### Data for this task:
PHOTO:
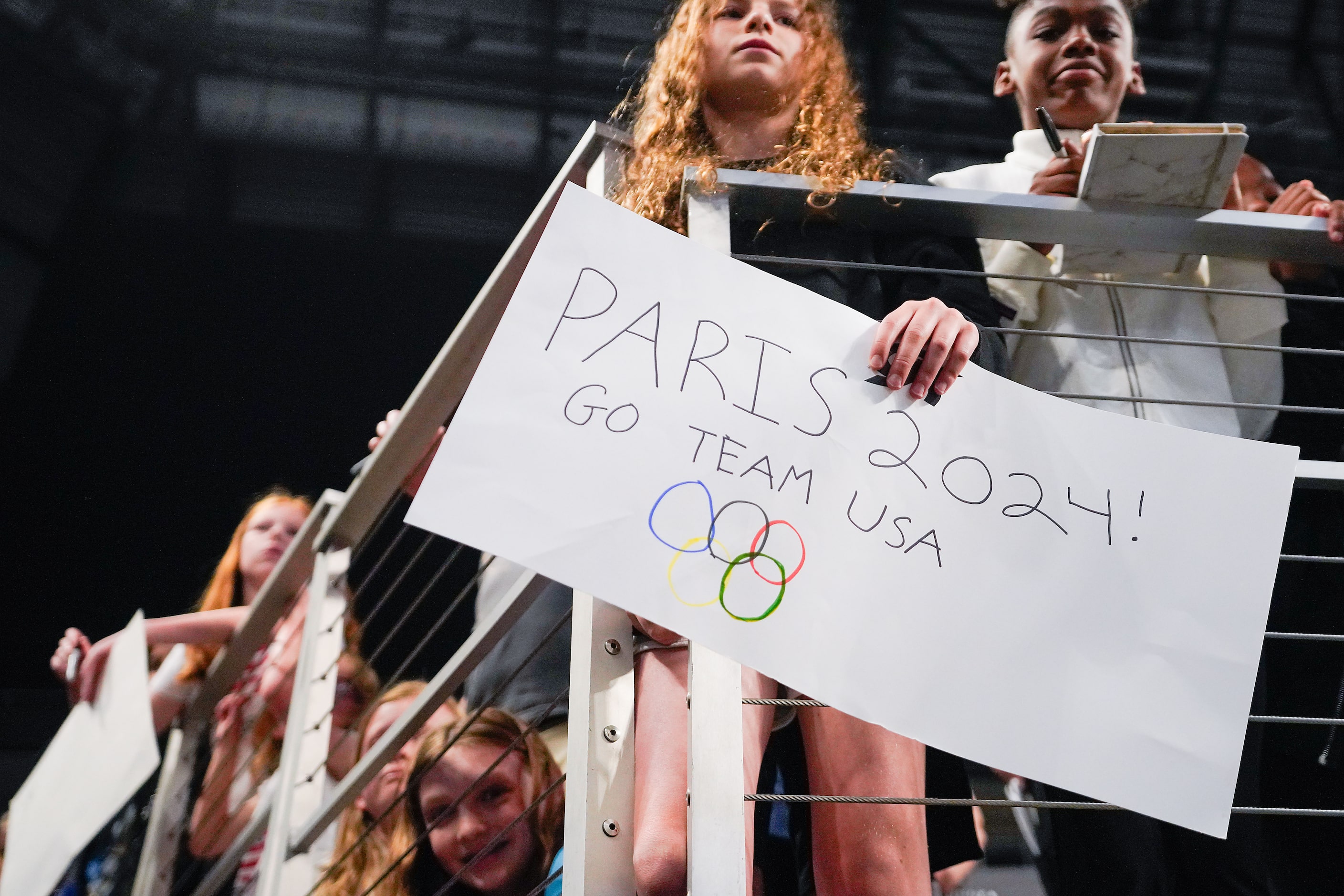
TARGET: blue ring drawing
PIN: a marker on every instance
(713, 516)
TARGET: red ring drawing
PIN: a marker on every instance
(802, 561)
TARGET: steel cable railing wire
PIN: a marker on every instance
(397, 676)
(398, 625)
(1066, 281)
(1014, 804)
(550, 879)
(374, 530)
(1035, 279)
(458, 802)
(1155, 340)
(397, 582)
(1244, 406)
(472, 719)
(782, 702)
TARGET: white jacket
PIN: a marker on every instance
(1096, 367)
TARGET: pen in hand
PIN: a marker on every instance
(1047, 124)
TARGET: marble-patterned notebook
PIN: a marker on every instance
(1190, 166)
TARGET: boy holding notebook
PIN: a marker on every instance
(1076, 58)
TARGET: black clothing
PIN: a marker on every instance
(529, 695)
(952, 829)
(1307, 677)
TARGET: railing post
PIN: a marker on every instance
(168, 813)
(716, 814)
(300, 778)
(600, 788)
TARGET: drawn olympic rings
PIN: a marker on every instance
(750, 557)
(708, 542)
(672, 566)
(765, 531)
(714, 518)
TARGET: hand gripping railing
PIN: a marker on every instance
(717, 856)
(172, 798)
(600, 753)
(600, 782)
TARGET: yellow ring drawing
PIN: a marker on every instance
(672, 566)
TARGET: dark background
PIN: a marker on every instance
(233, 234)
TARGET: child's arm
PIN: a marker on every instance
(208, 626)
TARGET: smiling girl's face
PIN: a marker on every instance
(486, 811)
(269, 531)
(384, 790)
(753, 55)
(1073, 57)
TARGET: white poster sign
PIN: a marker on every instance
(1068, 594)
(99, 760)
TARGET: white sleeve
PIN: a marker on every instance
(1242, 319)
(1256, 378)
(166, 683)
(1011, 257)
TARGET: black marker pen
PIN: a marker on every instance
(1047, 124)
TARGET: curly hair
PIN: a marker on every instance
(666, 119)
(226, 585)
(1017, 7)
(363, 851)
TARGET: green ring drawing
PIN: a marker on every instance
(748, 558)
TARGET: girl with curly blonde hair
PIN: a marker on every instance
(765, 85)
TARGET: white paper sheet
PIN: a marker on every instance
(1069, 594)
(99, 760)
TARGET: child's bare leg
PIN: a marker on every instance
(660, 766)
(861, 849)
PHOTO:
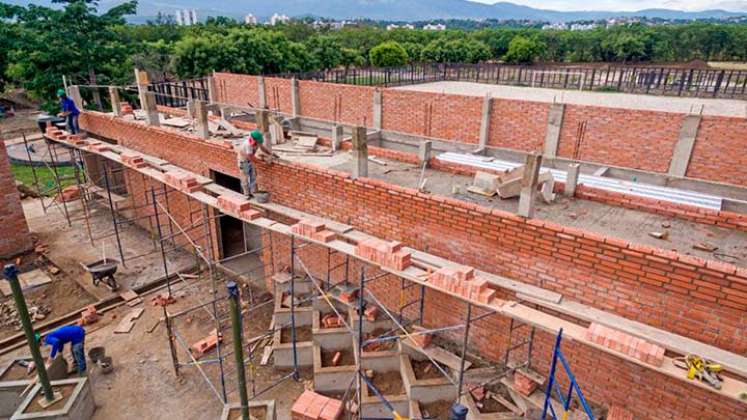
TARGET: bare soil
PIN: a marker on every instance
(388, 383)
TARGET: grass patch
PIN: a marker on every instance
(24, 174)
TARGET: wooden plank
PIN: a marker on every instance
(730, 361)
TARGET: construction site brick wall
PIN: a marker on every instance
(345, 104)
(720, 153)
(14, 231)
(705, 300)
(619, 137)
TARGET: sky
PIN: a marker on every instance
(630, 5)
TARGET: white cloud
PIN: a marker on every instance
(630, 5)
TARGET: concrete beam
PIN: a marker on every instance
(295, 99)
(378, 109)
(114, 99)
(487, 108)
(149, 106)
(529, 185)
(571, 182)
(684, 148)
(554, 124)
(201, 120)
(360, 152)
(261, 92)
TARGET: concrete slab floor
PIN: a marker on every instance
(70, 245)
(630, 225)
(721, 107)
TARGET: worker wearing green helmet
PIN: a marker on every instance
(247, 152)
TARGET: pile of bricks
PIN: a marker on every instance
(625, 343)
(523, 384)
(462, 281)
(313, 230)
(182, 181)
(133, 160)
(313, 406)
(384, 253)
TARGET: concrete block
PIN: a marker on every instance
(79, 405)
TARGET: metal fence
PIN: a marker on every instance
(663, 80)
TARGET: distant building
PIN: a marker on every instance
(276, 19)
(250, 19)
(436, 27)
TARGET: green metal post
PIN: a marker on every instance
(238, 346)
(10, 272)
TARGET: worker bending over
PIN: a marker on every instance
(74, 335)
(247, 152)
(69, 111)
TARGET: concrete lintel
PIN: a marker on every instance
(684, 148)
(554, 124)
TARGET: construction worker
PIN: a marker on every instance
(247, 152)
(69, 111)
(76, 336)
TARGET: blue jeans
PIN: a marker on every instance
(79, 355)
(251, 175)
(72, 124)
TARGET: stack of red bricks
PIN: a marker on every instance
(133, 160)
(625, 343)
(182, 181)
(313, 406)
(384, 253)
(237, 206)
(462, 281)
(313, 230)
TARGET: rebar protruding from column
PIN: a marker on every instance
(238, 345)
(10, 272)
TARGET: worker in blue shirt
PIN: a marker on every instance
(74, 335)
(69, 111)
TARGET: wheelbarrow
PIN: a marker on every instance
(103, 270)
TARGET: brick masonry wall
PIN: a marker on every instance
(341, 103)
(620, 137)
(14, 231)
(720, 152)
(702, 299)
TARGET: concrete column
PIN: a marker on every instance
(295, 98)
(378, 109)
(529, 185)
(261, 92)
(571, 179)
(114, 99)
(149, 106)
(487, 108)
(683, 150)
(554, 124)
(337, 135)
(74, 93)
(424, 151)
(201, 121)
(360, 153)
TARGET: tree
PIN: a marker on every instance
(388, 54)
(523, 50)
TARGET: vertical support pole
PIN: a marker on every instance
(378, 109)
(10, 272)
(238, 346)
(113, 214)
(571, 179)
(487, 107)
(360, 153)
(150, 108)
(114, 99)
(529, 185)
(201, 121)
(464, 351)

### Written instruction:
Copy every item above word for word, leaving out the pictures.

### Written solution:
PHOTO:
TARGET: blue ring drawing
PIN: a marker on every instance
(713, 516)
TARGET: red ring drawing
PIN: a marker on every instance
(802, 561)
TARGET: steel cable railing wire
PIN: a marker on every instance
(397, 676)
(398, 625)
(1066, 281)
(1014, 804)
(550, 879)
(374, 530)
(1035, 279)
(458, 802)
(1155, 340)
(397, 582)
(1244, 406)
(472, 719)
(782, 702)
TARGET: white jacket
PIN: a marker on every instance
(1096, 367)
TARGET: pen in hand
PIN: a marker on every instance
(1047, 124)
TARGET: marble-patterned notebook
PIN: a marker on every instance
(1190, 166)
TARGET: boy holding notebook
PIN: a marker on every instance
(1076, 58)
TARGET: black clothing
PIN: a marker on every instance
(529, 695)
(952, 829)
(1307, 677)
TARGET: railing post
PIN: a marker on every instance
(168, 813)
(716, 814)
(300, 778)
(600, 788)
TARGET: drawn olympic rings
PIN: a marker on every instance
(750, 557)
(708, 542)
(672, 566)
(765, 531)
(714, 518)
TARGET: hand gripping railing
PIN: a marker on every instance
(717, 856)
(172, 798)
(600, 753)
(600, 782)
TARGET: yellow ring drawing
PIN: a marker on every instance
(672, 566)
TARGET: dark background
PIN: a marker on every instance
(233, 234)
TARGET: child's arm
PIN: a marker on every instance
(208, 626)
TARGET: smiling girl's face
PIN: a marker on every instance
(486, 811)
(269, 531)
(384, 790)
(753, 55)
(1073, 57)
TARGET: white poster sign
PIN: a marker on every instance
(1068, 594)
(99, 760)
TARGET: white sleeve
PIN: a marker on every instance
(1242, 319)
(1256, 378)
(166, 683)
(1011, 257)
TARGET: black marker pen
PIN: a marker on every instance
(1047, 124)
TARGET: curly hair
PIN: a marker on every instance
(666, 119)
(226, 585)
(1017, 7)
(363, 851)
TARGET: green ring drawing
PIN: a marker on every instance
(748, 558)
TARGET: girl with curly blonde hair
PIN: a marker on every instance
(765, 85)
TARGET: white paper sheet
PIN: a marker on every instance
(1069, 594)
(99, 760)
TARGET: child's bare leg
PIN: a marker on every instance
(660, 766)
(861, 849)
PHOTO:
TARGET: bare soil
PIN: a marker on every instance
(388, 383)
TARGET: grass patch
PIN: a marker on every instance
(24, 174)
TARGET: wooden plank
PIN: a marker on every instance
(730, 361)
TARGET: construction site brick wall
PIN: a marker on every instance
(345, 104)
(720, 153)
(14, 231)
(705, 300)
(619, 137)
TARGET: sky
PIN: a marker on every instance
(630, 5)
TARGET: white cloud
PIN: a marker on every instance
(630, 5)
TARGET: concrete beam
PIN: a marker on every instance
(295, 99)
(378, 109)
(114, 99)
(487, 108)
(149, 106)
(529, 185)
(571, 182)
(684, 148)
(554, 124)
(201, 120)
(360, 152)
(261, 92)
TARGET: concrete slab floor
PIN: a marker on every instance
(70, 245)
(630, 225)
(721, 107)
TARGET: worker wearing green helmet
PIN: a marker on every instance
(247, 152)
TARGET: pile of bricks
PIN: a marker on every instance
(625, 343)
(523, 384)
(462, 281)
(313, 230)
(182, 181)
(133, 160)
(313, 406)
(384, 253)
TARGET: concrete block
PIN: a marker on every instance
(79, 405)
TARGET: metal fence
PIN: a marker on every instance
(663, 80)
TARGET: distant building
PIN: a marker on every instance
(276, 19)
(250, 19)
(436, 27)
TARGET: green metal post
PIN: a marker on every instance
(238, 346)
(10, 272)
TARGET: worker bending over
PIN: a marker on every instance
(74, 335)
(247, 152)
(69, 111)
TARGET: concrete lintel
PIN: a marker on every instance
(684, 148)
(554, 124)
TARGET: construction worker
PIN: a marker on every instance
(247, 152)
(69, 111)
(76, 336)
TARGET: blue jeans
PIN: a marker on every instance
(79, 355)
(251, 175)
(72, 124)
TARGET: stack of red bricks
PIN: a marker on every instance
(133, 160)
(625, 343)
(182, 181)
(313, 406)
(384, 253)
(237, 206)
(462, 281)
(313, 230)
TARGET: rebar protruding from column
PIN: a marker on every instance
(238, 345)
(10, 272)
TARGET: worker in blue shirt
PIN: a marker on every instance
(74, 335)
(69, 111)
TARGET: wheelbarrow
PIN: a marker on every instance
(103, 270)
TARGET: brick masonry wall
PIN: a marker on every instance
(341, 103)
(620, 137)
(14, 231)
(720, 152)
(702, 299)
TARGET: concrete column
PIN: a marker on every instance
(295, 98)
(378, 109)
(529, 185)
(261, 92)
(571, 179)
(114, 99)
(149, 106)
(487, 108)
(683, 150)
(554, 124)
(337, 135)
(74, 93)
(424, 151)
(201, 121)
(360, 153)
TARGET: tree
PIN: a marker on every instance
(388, 54)
(523, 50)
TARGET: vertical support pole
PIN: a marker on every instance
(378, 109)
(10, 272)
(238, 346)
(113, 214)
(571, 179)
(487, 107)
(360, 153)
(150, 108)
(114, 99)
(529, 185)
(201, 121)
(464, 351)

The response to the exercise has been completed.